Start of Supplied passage
Saturday, 24 May 2014

It Will Never Happen To Me

This blog post was written 4 years ago for someone else - I can't remember who - but I was sharing our story. I thought it would be good to share now as I move my forgotten draft posts into my published posts because it will share our story with our new readers who haven't had the time to  read back through the old posts.

Fifteen years ago we were living our dream. After five years of trying to fall pregnant and starting our family we had finally fulfilled our dream and our beautiful baby boy had arrived.

Cameron was a beautiful, healthy joyful baby who was teaching us all about parenthood, filling our hearts with love and reaching all his milestones. We had settled down into blissful family life and I had resumed my teaching career part time. Everything was perfect.

The last photo of Cameron 5 months old before life changed
That was until the 2nd April 1996. Cameron was 5 1/2 months old and nobody could have foreseen what was about to happen. That was the day that - it will  never happen to me - happened to us.

We woke up at home and 24 hours later our beautiful baby boy was laying unconscious in a small country hospital. 12 hrs later, two more hospitals, four ambulance trips and two Royal Flying Doctor flights, Cameron was admitted to a children's hospital ICU. We had been at home with a normal happy life and a day and half later we were in ICU, a thousand kilometres away, with Cameron fighting for his life.

Cameron in ICU at 5 1/2 months old
Cameron spent ten days fighting for his life in ICU and during that time we learnt that Cameron had developed Pneumococcal Meningitis, a deadly disease, and he was now severely brain damaged as a result. Life was never going to be the same again.
End of Supplied passage
Start of Provided material
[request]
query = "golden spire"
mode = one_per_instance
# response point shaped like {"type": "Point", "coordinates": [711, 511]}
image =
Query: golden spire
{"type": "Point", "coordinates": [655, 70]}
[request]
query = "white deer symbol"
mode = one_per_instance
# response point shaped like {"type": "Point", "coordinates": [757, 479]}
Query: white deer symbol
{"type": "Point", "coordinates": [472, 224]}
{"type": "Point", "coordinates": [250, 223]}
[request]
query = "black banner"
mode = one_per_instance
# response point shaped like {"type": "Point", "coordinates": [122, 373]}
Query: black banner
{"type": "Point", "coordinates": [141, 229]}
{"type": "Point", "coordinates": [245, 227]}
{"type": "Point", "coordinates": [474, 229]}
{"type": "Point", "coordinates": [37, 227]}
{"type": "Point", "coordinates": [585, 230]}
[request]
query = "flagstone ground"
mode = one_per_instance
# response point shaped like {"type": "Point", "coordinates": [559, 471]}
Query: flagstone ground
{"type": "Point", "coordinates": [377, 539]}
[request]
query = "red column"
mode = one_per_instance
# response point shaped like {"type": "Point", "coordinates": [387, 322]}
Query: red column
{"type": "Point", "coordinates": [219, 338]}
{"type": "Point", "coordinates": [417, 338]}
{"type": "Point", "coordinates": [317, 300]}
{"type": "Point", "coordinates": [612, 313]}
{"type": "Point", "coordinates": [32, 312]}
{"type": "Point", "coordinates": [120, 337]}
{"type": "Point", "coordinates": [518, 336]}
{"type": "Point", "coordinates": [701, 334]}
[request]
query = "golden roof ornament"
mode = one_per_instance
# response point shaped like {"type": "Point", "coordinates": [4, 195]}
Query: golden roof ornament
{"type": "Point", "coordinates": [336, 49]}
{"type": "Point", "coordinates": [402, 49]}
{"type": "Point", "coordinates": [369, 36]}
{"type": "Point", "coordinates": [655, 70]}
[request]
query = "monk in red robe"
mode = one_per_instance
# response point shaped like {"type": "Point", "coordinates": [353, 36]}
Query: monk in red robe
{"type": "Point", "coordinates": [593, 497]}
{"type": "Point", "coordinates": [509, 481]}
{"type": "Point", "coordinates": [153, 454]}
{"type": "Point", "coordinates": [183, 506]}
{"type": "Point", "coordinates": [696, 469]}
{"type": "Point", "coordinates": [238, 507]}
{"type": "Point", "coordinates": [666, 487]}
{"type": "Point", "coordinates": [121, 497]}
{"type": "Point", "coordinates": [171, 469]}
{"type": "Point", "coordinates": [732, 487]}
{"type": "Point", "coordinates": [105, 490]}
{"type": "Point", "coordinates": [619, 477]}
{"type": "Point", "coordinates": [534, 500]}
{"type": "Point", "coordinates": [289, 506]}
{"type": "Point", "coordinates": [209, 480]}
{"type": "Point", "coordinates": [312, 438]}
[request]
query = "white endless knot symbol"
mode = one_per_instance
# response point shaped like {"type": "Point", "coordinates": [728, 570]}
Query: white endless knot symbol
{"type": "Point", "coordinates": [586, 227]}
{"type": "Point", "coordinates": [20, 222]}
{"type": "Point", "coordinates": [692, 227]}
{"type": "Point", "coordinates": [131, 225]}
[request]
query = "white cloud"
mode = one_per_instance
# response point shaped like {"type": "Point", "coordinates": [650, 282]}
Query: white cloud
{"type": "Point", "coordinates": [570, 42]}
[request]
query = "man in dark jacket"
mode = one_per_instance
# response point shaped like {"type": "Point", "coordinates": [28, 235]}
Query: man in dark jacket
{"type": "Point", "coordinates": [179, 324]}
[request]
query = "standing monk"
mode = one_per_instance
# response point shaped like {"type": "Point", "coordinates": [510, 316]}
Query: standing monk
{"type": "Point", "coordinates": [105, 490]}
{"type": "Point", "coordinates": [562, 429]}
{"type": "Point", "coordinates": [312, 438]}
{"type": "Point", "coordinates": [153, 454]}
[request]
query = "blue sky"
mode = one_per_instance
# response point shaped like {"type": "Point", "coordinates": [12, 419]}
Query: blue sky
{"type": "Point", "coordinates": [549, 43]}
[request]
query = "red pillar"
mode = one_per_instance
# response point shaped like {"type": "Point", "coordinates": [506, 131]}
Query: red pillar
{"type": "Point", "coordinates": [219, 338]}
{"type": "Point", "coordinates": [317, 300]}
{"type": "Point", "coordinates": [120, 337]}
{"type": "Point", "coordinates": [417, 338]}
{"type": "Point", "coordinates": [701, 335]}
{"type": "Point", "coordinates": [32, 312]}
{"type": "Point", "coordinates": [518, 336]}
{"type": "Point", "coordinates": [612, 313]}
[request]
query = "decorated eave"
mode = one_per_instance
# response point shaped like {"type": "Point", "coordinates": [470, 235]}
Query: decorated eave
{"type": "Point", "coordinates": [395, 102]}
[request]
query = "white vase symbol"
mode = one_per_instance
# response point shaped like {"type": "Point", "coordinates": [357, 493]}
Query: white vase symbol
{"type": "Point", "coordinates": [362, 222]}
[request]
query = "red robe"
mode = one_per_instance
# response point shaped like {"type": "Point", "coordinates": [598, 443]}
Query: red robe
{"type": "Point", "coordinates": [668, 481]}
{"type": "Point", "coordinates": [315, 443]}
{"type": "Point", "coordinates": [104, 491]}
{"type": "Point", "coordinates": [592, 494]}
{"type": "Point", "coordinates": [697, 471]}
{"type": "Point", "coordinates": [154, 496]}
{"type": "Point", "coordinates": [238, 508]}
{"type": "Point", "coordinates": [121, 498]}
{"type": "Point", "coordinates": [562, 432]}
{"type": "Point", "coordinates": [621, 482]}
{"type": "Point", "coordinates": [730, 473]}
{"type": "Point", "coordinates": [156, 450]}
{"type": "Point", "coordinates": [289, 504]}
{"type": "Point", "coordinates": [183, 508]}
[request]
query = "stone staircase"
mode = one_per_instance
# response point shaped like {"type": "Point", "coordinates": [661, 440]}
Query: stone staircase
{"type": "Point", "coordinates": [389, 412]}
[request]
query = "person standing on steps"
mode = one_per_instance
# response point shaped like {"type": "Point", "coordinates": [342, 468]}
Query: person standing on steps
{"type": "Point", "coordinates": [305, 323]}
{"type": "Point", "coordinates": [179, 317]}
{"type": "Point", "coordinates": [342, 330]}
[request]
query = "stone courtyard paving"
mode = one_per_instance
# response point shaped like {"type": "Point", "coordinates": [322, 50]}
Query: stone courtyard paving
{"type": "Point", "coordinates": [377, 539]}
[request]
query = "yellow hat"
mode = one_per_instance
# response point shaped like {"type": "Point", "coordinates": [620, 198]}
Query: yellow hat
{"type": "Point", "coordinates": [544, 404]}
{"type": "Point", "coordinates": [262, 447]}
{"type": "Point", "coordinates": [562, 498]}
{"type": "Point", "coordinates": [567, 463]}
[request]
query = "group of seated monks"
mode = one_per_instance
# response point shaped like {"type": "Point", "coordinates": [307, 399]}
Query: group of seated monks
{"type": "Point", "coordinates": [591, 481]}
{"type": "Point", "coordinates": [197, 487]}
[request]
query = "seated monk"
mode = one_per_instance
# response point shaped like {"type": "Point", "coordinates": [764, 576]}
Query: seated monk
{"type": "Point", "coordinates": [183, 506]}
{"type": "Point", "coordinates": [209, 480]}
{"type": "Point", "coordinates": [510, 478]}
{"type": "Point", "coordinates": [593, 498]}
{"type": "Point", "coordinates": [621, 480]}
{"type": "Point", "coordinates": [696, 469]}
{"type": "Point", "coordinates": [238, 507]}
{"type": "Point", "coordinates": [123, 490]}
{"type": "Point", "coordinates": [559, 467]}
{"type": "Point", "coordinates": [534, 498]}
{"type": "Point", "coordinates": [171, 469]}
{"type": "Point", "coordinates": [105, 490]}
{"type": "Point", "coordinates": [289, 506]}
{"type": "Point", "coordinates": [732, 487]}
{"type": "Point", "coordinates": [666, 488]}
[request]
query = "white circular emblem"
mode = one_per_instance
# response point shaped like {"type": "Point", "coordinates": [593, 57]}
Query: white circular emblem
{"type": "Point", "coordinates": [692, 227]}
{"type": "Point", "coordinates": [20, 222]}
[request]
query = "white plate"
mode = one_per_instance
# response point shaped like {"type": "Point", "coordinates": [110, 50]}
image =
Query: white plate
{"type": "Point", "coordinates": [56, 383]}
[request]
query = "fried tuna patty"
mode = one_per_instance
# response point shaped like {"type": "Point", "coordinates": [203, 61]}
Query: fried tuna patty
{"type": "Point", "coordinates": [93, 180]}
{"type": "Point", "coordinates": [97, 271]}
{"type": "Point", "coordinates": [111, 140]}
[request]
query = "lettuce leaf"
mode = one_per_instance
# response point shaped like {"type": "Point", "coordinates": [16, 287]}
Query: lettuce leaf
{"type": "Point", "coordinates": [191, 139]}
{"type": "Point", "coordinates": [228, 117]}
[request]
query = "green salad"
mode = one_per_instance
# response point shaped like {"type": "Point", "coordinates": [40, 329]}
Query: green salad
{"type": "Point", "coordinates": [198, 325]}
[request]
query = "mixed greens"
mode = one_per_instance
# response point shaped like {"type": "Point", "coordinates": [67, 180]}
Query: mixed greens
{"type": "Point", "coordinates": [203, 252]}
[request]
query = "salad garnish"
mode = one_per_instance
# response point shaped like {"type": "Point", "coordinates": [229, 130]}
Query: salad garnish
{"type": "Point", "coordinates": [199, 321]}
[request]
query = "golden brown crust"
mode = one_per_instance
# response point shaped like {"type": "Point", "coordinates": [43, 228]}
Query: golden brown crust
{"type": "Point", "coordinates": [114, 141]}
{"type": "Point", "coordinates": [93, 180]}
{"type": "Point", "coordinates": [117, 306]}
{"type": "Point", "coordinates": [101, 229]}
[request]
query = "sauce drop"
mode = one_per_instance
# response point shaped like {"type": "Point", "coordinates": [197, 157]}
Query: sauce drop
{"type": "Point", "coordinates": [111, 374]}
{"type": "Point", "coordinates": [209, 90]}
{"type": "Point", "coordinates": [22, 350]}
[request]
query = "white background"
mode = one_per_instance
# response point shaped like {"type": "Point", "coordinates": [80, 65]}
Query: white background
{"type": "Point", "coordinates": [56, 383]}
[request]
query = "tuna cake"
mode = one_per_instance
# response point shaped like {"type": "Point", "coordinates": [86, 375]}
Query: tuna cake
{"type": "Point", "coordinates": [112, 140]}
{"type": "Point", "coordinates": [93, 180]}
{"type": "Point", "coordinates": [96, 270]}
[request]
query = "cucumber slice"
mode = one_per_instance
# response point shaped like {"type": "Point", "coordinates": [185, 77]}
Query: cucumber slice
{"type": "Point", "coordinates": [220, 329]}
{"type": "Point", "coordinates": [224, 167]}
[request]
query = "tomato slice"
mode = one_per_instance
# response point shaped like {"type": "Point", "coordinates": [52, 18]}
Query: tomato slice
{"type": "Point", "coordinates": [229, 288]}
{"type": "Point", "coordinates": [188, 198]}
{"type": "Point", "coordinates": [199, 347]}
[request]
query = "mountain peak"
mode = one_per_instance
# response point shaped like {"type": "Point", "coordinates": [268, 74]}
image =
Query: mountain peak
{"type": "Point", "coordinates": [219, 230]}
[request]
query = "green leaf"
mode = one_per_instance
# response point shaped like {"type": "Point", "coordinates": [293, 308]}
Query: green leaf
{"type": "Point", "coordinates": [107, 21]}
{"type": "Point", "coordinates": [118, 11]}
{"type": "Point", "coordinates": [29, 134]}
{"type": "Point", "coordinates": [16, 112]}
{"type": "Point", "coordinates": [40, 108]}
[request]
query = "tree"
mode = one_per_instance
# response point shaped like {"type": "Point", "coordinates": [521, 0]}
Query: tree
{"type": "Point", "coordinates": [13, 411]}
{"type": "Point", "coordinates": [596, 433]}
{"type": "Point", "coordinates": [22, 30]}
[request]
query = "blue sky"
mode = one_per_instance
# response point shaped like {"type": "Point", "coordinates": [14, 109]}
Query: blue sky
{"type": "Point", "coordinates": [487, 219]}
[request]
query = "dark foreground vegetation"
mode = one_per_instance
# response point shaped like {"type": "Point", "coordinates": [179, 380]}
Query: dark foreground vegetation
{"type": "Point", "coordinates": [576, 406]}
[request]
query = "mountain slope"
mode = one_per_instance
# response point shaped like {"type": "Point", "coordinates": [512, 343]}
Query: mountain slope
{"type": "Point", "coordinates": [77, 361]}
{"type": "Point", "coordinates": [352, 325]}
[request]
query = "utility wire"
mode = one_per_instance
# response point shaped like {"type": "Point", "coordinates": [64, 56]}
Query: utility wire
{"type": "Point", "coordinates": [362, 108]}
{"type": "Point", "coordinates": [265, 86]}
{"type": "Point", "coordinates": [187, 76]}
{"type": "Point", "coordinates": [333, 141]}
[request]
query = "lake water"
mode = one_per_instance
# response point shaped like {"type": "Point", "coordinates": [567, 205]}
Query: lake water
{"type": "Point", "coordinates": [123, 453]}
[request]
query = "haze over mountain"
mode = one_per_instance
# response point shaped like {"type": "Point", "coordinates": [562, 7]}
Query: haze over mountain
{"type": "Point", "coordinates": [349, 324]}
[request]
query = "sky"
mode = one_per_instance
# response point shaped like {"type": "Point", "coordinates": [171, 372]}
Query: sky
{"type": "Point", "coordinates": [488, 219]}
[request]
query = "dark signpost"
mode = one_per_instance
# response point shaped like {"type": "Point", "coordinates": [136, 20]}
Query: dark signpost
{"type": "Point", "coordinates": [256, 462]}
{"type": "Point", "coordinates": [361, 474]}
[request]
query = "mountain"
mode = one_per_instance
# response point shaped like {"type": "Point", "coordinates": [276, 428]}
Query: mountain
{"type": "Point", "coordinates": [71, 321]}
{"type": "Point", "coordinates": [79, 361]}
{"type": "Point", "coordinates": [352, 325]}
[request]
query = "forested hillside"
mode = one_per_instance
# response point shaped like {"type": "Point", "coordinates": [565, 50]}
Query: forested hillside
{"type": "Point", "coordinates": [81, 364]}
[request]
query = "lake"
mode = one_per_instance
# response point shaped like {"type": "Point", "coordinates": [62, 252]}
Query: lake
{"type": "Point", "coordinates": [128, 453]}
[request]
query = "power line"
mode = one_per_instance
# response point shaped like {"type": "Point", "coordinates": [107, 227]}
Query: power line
End of Provided material
> [Required tasks]
1: Answer these questions from the blog post about Cameron.
(a) How long had the couple been trying to fall pregnant before their son arrived?
(b) On what date did the events that changed the family's life begin?
(c) What disease had Cameron developed?
2: Reproduce word for word the part of the blog post about Cameron starting at "Cameron in ICU" and ending at "the same again.".

> [Task-by-task results]
1:
(a) Five years.
(b) The 2nd April 1996.
(c) Pneumococcal Meningitis.

2:
Cameron in ICU at 5 1/2 months old
Cameron spent ten days fighting for his life in ICU and during that time we learnt that Cameron had developed Pneumococcal Meningitis, a deadly disease, and he was now severely brain damaged as a result. Life was never going to be the same again.